What the task asks |
Report each line in the rows below that contains the string "blurred". Treat uppercase and lowercase letters as distinct when matching.

[Dataset rows on where objects appear]
<<<<
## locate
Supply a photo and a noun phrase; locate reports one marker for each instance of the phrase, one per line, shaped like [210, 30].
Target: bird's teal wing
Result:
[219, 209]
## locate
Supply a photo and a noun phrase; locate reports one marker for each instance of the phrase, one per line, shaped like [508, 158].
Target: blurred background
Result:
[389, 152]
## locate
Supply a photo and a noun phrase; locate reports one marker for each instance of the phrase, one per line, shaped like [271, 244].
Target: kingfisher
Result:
>>>>
<<<<
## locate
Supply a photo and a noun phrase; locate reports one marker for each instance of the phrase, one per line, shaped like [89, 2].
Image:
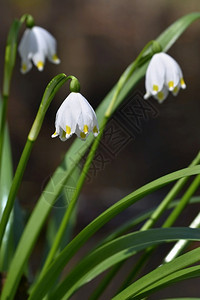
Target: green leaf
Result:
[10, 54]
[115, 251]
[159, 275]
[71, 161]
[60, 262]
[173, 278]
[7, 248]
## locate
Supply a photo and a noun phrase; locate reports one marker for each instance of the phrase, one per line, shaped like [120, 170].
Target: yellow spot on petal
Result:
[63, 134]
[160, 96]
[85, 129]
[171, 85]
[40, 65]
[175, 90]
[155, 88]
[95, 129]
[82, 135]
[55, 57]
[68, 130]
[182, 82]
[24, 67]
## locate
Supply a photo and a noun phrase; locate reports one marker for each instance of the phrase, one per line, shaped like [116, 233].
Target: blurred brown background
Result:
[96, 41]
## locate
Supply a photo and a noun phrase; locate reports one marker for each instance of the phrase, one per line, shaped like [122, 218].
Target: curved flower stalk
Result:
>>>>
The output |
Target: blurred background
Target: blurred brown background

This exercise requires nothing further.